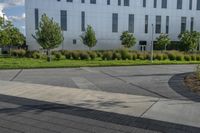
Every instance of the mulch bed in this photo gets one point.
(193, 83)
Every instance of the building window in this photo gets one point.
(126, 2)
(183, 24)
(198, 4)
(155, 4)
(119, 2)
(146, 23)
(179, 4)
(36, 18)
(167, 24)
(131, 23)
(63, 20)
(92, 1)
(108, 2)
(190, 4)
(158, 24)
(83, 21)
(144, 3)
(192, 24)
(115, 22)
(164, 3)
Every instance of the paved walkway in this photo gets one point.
(99, 100)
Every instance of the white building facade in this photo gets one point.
(109, 18)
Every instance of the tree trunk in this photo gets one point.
(48, 55)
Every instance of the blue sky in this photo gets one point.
(14, 11)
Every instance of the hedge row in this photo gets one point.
(121, 54)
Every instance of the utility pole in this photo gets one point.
(152, 43)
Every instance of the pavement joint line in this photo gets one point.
(67, 126)
(15, 76)
(134, 85)
(149, 108)
(11, 129)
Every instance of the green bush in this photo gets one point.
(134, 56)
(193, 57)
(116, 56)
(171, 56)
(187, 58)
(179, 57)
(58, 55)
(92, 55)
(84, 56)
(18, 53)
(76, 55)
(107, 55)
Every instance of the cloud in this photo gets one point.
(17, 18)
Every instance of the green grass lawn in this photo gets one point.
(27, 63)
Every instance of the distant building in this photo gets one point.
(110, 18)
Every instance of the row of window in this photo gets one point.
(158, 22)
(164, 3)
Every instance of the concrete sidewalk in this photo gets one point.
(184, 113)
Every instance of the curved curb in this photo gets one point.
(177, 84)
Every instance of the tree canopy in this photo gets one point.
(127, 39)
(89, 38)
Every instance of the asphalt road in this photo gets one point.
(26, 115)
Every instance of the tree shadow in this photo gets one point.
(25, 105)
(176, 82)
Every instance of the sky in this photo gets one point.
(14, 11)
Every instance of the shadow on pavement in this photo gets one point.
(26, 105)
(177, 84)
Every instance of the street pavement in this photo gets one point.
(99, 100)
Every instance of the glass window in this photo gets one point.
(183, 24)
(131, 23)
(164, 3)
(179, 4)
(155, 4)
(146, 23)
(158, 24)
(83, 21)
(36, 18)
(63, 18)
(167, 24)
(115, 22)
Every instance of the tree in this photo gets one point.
(189, 40)
(89, 38)
(162, 41)
(49, 35)
(127, 39)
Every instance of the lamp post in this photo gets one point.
(152, 43)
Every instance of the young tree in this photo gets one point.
(89, 38)
(127, 39)
(189, 40)
(162, 41)
(49, 35)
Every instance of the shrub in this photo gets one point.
(92, 55)
(159, 57)
(134, 56)
(117, 56)
(179, 57)
(187, 57)
(193, 57)
(68, 54)
(58, 55)
(18, 53)
(107, 55)
(172, 56)
(84, 56)
(76, 55)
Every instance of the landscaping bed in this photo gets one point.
(193, 82)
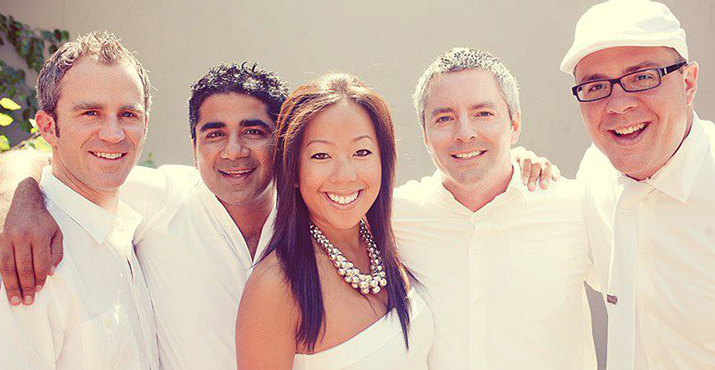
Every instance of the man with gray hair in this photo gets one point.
(503, 268)
(96, 312)
(649, 178)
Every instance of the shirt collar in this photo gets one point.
(677, 177)
(92, 218)
(515, 190)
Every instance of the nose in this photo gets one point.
(111, 131)
(464, 130)
(234, 149)
(620, 100)
(344, 171)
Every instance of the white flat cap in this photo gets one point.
(624, 23)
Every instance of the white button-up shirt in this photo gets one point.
(654, 247)
(196, 264)
(505, 283)
(95, 313)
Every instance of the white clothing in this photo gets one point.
(506, 283)
(654, 248)
(95, 312)
(381, 346)
(196, 264)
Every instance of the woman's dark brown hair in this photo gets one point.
(291, 239)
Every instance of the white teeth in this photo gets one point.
(107, 155)
(630, 129)
(341, 199)
(241, 172)
(469, 155)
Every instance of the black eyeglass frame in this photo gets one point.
(661, 73)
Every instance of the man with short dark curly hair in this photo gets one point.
(203, 229)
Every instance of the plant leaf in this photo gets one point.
(8, 104)
(4, 143)
(5, 120)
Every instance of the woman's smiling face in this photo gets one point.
(339, 169)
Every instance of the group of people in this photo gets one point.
(285, 247)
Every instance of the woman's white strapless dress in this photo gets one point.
(381, 346)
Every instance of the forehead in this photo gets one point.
(340, 123)
(462, 89)
(233, 107)
(616, 61)
(89, 81)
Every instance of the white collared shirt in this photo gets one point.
(505, 283)
(196, 264)
(95, 312)
(654, 247)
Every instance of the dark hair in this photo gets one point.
(291, 239)
(255, 81)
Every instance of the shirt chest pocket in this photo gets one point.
(539, 274)
(108, 341)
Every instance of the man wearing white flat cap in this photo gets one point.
(650, 176)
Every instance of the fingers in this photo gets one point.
(57, 251)
(42, 261)
(546, 173)
(525, 170)
(7, 270)
(25, 272)
(555, 173)
(534, 173)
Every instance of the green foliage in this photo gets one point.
(33, 45)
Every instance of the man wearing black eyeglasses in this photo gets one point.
(649, 176)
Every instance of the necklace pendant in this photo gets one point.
(364, 283)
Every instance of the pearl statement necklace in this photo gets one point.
(364, 283)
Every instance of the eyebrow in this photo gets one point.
(244, 123)
(480, 105)
(631, 69)
(92, 106)
(327, 142)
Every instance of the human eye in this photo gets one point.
(363, 153)
(595, 86)
(255, 132)
(642, 76)
(214, 134)
(442, 119)
(320, 156)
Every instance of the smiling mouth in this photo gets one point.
(630, 129)
(343, 200)
(108, 155)
(236, 173)
(468, 155)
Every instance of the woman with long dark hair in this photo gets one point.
(330, 291)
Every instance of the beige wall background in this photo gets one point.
(386, 43)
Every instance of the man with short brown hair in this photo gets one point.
(96, 312)
(649, 179)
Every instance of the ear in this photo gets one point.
(47, 126)
(691, 82)
(515, 127)
(193, 148)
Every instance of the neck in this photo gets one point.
☆ ☆ ☆
▶ _Prompt_
Write out each line again, exactly as it appears above, except for any picture.

▶ _The completed task_
Every instance of the mulch bed in this photo gets one point.
(193, 83)
Every instance of the building window in this photo gets one point.
(126, 2)
(183, 24)
(198, 4)
(155, 4)
(119, 2)
(146, 23)
(179, 4)
(36, 18)
(167, 24)
(131, 23)
(63, 20)
(92, 1)
(108, 2)
(190, 4)
(158, 24)
(83, 21)
(144, 3)
(192, 24)
(115, 22)
(164, 3)
Every instance of the paved walkway in this photo gets one point.
(99, 100)
Every instance of the white building facade in this photo gets one point.
(109, 18)
Every instance of the tree trunk in this photo gets one point.
(48, 55)
Every instance of the blue sky in this photo gets one point.
(14, 11)
Every instance of the hedge row in this photo gets one point.
(121, 54)
Every instance of the utility pole in this photo gets one point.
(152, 43)
Every instance of the pavement joint line in this photo gets one point.
(67, 126)
(15, 76)
(134, 85)
(149, 108)
(11, 129)
Every instance of the green bush in this photo gets one point.
(134, 56)
(193, 57)
(116, 56)
(171, 56)
(187, 58)
(179, 57)
(58, 55)
(92, 55)
(84, 56)
(18, 53)
(76, 55)
(107, 55)
Every instance of the cloud in this photo gets one point.
(17, 18)
Every instance of the green grass lawn in this photo gets one point.
(27, 63)
Every instance of the distant building in this photo gets one point.
(110, 18)
Every instance of the row of window in this photo gets one point.
(158, 22)
(164, 3)
Every instance of the concrete sidewalk in this photo gets one point.
(184, 113)
Every instance of the curved curb in this photo gets one point.
(177, 84)
Every instance of the tree canopy in this photo gets one point.
(127, 39)
(89, 38)
Every instance of the asphalt road in this photo gets one point.
(26, 115)
Every instance of the tree shadow in this photo gets one point.
(25, 105)
(176, 82)
Every instance of the sky in this photo gets one point.
(14, 11)
Every instance of the shadow on pavement in this photo gets one point.
(26, 105)
(177, 84)
Every instance of the street pavement in this photo gets one point.
(99, 100)
Every instance of the glass window in this photo gets one point.
(183, 24)
(131, 23)
(164, 3)
(179, 4)
(155, 4)
(146, 23)
(158, 24)
(83, 21)
(36, 18)
(63, 18)
(167, 24)
(115, 22)
Every instance of the tree in this photo gets one point.
(189, 40)
(89, 38)
(162, 41)
(49, 35)
(127, 39)
Every instance of the lamp post in this photo gets one point.
(152, 43)
Every instance of the young tree in this photo gets one point.
(89, 38)
(127, 39)
(189, 40)
(162, 41)
(49, 35)
Every instance of the shrub in this photo gets one point.
(92, 55)
(159, 57)
(134, 56)
(117, 56)
(179, 57)
(187, 57)
(193, 57)
(68, 54)
(58, 55)
(18, 53)
(107, 55)
(172, 56)
(84, 56)
(76, 55)
Every instance of the landscaping bed in this photo gets one point.
(193, 82)
Every instance of the man with gray hair in this photo gets one point.
(503, 268)
(96, 312)
(649, 178)
Every instance of the shirt collar in this photo gets one point.
(677, 177)
(92, 218)
(515, 190)
Every instance of the nose in this photo gets one point.
(111, 131)
(464, 130)
(234, 149)
(620, 100)
(344, 171)
Every instance of the white flat cap in this photo gets one point.
(624, 23)
Every instance of the white button-up shirt in this photo gets one point.
(654, 247)
(196, 264)
(505, 283)
(95, 313)
Every instance of the white clothing in this photo gets one point.
(506, 283)
(654, 248)
(95, 312)
(381, 346)
(196, 264)
Every instance of the woman's dark brown hair in this photo gets one point.
(291, 239)
Every instance of the white teeth in this photo gets one point.
(107, 155)
(630, 129)
(341, 199)
(241, 172)
(469, 155)
Every instance of the black eyeglass frame in this photo gets one point.
(661, 73)
Every instance of the man with short dark curly hair in this photo gets one point.
(203, 229)
Every instance of the plant leaf in this photo gets one point.
(8, 104)
(4, 143)
(5, 120)
Every instance of the woman's smiling face in this photo gets one point.
(339, 169)
Every instance of the group of people in this photo gets one point.
(285, 247)
Every instance of the woman's white strapless dress in this photo gets one point.
(381, 346)
Every instance of the forehead in this photo gets one point.
(340, 123)
(462, 89)
(233, 107)
(616, 61)
(89, 81)
Every instance of the white collared shirt in this photo gets one point.
(505, 283)
(196, 264)
(95, 312)
(654, 247)
Every instance of the dark hair in this photo gets one point.
(291, 239)
(255, 81)
Every instance of the shirt chest pocket in this photo gets one point.
(539, 274)
(108, 341)
Every instance of the man wearing white flat cap in this photo gets one point.
(650, 176)
Every instance of the fingers in this photo gets one point.
(57, 251)
(42, 261)
(546, 173)
(525, 170)
(7, 270)
(25, 272)
(555, 173)
(534, 173)
Every instance of the green foliage in this photo gets one point.
(33, 45)
Every instance of the man wearing black eyeglasses in this photo gets one point.
(649, 176)
Every instance of the necklace pendant in this photo gets one point.
(364, 283)
Every instance of the pearl statement necklace in this photo gets one point.
(364, 283)
Every instance of the eyebrow in this photo gets one point.
(244, 123)
(480, 105)
(631, 69)
(92, 106)
(327, 142)
Every instance of the human eye in this photo gets one point.
(363, 153)
(595, 86)
(255, 132)
(642, 76)
(214, 134)
(442, 119)
(320, 156)
Every instance of the smiling mouth in this photo gets one point.
(630, 129)
(343, 200)
(108, 155)
(236, 173)
(468, 155)
Every instance of the woman with long dark hair in this photo gets one point.
(330, 291)
Every instance of the beige wall background in this photo gets one point.
(386, 43)
Every instance of the man with short brown hair in this photo gets one point.
(96, 312)
(649, 179)
Every instance of the ear in this photo gets one point.
(47, 126)
(691, 82)
(515, 127)
(193, 148)
Every instance of the neck in this photo gets one point.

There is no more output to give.